**Exercise description:** Reproduce the lines starting at the first one below and ending at the line that contains "92L256 89L243 91L241", swapping "shoreline" for "coastline" and changing nothing else. Leave the picture out of your answer.

**Records shown:**
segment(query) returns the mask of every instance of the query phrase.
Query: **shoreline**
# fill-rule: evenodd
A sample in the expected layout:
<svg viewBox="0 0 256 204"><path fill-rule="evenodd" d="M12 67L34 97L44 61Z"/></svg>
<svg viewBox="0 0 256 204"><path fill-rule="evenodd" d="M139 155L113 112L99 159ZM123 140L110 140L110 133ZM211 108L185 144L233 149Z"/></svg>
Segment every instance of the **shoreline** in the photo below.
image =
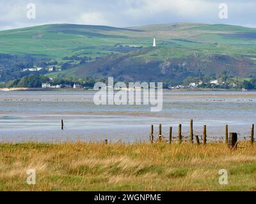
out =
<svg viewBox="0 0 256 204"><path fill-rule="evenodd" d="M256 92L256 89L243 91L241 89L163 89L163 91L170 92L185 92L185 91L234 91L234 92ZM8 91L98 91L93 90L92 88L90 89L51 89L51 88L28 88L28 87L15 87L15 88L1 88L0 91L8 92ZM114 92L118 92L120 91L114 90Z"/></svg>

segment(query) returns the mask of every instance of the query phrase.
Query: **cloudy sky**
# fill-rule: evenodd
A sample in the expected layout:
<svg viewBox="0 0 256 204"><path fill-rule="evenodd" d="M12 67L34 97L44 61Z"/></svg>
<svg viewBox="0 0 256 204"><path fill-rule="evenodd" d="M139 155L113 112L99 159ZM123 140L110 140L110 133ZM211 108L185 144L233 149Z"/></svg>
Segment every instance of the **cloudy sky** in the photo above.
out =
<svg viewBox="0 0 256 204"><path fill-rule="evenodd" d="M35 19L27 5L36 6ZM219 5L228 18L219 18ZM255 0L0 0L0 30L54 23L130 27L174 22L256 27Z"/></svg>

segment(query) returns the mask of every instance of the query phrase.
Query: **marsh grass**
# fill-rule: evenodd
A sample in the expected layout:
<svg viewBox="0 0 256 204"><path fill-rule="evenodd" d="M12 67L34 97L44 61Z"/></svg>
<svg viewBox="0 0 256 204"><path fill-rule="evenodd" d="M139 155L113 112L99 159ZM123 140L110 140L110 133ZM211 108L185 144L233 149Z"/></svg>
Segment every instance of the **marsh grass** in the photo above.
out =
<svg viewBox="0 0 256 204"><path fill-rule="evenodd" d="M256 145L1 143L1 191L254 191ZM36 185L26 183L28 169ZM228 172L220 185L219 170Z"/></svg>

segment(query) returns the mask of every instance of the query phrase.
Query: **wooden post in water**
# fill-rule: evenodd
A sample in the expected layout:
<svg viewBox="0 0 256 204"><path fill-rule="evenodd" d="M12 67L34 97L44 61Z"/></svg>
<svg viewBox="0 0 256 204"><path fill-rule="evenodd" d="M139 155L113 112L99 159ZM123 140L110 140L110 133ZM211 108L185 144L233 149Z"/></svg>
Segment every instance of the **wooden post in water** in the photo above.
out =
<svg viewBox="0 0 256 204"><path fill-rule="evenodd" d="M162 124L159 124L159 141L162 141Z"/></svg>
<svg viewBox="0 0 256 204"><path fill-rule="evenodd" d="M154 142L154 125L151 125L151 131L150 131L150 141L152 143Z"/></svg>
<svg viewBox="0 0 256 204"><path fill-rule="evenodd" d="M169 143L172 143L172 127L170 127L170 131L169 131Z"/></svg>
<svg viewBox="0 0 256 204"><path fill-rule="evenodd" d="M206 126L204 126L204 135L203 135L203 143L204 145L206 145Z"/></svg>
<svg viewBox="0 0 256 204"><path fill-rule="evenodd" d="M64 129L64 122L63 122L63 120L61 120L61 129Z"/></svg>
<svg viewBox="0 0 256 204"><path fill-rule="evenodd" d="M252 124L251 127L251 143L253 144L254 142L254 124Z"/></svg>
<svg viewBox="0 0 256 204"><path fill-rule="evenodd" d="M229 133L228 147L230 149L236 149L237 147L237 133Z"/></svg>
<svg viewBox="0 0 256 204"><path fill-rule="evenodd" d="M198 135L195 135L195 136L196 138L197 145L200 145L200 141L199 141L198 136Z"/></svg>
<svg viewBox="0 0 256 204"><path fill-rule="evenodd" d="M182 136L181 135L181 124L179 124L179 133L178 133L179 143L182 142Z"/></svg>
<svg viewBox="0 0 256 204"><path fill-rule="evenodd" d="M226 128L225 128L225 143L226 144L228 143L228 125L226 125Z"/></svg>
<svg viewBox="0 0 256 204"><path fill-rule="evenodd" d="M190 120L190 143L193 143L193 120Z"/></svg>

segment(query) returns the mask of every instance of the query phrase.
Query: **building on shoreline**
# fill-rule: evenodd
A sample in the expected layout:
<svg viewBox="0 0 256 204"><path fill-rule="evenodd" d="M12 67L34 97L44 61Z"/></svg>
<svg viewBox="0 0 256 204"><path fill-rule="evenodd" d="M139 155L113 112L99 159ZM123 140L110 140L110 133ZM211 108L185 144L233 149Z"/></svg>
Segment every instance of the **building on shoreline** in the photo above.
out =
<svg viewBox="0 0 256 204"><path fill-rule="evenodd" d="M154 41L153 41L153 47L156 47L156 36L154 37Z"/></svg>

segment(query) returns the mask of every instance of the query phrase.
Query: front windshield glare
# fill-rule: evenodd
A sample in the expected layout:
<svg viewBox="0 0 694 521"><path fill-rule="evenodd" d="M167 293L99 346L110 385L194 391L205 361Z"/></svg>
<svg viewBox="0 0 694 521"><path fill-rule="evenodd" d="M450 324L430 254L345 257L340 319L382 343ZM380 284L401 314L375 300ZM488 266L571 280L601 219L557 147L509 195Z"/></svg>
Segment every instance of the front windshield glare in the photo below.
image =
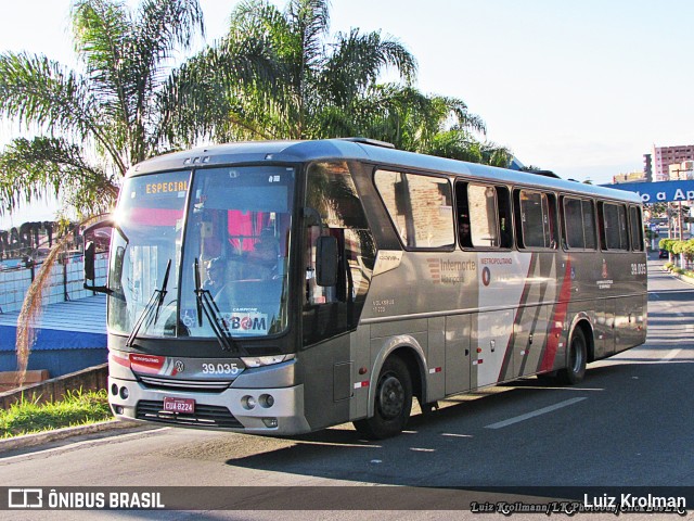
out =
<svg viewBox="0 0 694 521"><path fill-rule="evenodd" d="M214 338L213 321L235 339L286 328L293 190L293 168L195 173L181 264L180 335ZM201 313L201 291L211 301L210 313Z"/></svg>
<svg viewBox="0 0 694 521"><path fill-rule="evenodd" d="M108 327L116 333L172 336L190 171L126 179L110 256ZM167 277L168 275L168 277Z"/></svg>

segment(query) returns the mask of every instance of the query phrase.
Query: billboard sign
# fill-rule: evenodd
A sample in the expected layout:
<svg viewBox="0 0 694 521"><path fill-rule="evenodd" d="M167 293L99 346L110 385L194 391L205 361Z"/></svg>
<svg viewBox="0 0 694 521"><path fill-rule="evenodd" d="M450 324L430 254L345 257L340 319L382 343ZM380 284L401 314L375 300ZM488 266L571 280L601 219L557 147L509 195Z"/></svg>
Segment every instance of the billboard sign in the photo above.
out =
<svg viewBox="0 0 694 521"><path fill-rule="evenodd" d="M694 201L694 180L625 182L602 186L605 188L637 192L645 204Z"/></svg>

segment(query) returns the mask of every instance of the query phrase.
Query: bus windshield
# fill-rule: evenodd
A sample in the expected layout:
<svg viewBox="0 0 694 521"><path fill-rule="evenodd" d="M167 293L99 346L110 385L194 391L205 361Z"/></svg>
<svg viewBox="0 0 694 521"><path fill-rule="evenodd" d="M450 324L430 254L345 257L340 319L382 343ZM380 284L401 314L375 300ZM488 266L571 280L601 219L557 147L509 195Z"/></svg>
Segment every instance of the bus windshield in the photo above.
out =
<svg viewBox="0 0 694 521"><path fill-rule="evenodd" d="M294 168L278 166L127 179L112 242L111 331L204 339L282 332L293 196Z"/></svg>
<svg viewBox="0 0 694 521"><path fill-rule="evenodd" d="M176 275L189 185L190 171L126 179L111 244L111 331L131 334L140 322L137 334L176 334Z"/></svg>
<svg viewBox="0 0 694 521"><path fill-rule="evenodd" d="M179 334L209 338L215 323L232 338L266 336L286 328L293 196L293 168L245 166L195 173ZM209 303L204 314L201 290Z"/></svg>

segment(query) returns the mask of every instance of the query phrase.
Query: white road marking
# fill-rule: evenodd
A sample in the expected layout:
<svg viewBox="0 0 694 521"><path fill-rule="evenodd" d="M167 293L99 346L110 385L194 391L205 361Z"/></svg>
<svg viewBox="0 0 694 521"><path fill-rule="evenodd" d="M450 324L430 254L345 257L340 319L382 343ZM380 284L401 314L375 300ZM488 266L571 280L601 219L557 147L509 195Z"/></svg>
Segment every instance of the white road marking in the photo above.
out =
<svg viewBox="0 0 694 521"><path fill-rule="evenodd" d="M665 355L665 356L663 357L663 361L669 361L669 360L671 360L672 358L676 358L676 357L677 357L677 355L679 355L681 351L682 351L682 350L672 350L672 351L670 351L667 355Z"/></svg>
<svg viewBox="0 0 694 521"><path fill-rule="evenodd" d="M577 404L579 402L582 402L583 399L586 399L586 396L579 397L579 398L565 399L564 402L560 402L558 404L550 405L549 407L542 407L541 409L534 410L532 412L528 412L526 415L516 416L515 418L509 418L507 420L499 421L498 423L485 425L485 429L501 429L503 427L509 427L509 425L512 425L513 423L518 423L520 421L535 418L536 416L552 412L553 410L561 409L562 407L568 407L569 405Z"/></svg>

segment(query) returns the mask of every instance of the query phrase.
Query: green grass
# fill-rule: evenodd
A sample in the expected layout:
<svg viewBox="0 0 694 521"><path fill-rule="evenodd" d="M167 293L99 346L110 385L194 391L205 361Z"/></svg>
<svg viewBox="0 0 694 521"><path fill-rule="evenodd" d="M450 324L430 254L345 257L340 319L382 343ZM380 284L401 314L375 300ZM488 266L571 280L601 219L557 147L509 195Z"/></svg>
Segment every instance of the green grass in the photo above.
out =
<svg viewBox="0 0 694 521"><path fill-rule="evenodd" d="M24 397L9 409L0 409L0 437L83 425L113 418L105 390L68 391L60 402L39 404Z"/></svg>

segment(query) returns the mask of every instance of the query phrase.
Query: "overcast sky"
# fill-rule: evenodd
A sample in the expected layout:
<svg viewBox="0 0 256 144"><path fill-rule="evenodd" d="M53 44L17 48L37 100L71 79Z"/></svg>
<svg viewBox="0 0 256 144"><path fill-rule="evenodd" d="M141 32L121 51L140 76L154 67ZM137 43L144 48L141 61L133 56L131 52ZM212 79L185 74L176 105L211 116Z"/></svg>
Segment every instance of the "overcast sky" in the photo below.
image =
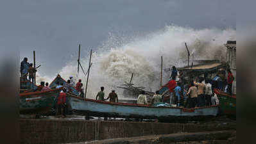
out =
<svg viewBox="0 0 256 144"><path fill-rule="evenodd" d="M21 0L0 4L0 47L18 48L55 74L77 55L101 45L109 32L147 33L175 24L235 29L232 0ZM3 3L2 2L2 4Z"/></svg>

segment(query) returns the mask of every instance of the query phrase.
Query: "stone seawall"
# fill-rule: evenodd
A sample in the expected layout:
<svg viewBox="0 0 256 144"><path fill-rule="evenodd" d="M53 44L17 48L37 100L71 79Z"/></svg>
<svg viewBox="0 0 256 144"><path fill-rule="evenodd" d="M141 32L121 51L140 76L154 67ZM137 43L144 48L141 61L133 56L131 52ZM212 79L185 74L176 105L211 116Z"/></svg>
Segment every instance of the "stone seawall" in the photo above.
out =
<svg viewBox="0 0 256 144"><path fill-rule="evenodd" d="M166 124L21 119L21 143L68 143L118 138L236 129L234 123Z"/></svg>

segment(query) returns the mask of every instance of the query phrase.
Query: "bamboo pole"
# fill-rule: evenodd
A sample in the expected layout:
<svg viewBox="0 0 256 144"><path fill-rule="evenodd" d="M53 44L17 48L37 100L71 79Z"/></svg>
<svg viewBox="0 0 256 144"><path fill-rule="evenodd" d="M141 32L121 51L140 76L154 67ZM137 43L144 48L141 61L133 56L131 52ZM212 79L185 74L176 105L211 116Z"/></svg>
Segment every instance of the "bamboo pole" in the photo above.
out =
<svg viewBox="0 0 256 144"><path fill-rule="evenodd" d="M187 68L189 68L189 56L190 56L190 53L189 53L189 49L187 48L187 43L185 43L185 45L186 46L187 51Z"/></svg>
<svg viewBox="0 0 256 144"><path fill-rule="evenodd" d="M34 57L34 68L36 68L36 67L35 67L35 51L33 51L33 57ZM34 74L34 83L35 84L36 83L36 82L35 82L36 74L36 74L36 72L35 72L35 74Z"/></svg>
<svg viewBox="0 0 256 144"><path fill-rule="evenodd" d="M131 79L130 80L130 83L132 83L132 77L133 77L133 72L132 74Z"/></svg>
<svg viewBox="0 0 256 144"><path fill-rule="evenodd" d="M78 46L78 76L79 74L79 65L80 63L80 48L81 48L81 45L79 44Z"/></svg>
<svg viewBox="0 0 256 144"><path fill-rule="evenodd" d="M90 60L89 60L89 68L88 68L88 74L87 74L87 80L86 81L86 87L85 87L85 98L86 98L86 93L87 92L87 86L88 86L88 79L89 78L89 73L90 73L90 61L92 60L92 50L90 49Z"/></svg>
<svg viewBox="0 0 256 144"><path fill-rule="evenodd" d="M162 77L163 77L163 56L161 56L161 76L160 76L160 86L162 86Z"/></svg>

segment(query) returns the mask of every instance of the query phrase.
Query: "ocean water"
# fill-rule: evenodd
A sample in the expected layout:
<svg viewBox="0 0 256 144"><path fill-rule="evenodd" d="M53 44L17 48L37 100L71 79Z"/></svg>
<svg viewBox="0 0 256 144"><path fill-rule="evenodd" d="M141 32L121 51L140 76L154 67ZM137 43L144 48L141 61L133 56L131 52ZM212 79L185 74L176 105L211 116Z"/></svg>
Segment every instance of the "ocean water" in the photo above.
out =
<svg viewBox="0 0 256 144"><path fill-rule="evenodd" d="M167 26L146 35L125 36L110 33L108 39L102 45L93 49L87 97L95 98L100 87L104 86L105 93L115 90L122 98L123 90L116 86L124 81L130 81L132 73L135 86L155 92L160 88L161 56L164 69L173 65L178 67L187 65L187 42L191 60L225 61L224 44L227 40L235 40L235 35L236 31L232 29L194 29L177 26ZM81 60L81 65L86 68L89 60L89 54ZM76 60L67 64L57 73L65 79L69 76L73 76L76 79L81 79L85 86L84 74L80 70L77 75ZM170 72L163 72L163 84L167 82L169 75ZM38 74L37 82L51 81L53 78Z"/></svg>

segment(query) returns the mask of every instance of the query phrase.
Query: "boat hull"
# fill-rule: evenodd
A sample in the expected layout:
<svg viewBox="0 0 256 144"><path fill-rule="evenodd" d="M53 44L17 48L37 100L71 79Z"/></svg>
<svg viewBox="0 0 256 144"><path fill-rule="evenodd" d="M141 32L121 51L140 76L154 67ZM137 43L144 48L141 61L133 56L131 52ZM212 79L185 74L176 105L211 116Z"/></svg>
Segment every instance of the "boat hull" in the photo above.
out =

**Solution to this problem:**
segment(query) returns the mask of every instance of the query phrase.
Query: **coastline**
# fill-rule: evenodd
A sample in the expected layout:
<svg viewBox="0 0 256 204"><path fill-rule="evenodd" d="M12 67L34 97L44 61Z"/></svg>
<svg viewBox="0 0 256 204"><path fill-rule="evenodd" d="M139 155L113 112L99 159ZM123 140L110 140L110 133ZM211 108L185 144L233 149Z"/></svg>
Segment every instance of the **coastline** in the photo below.
image =
out =
<svg viewBox="0 0 256 204"><path fill-rule="evenodd" d="M256 92L256 89L243 91L241 89L163 89L163 91L170 92L185 92L185 91L234 91L234 92ZM8 91L98 91L93 90L92 88L90 89L51 89L51 88L28 88L28 87L15 87L15 88L1 88L0 91L8 92ZM114 92L118 92L120 91L114 90Z"/></svg>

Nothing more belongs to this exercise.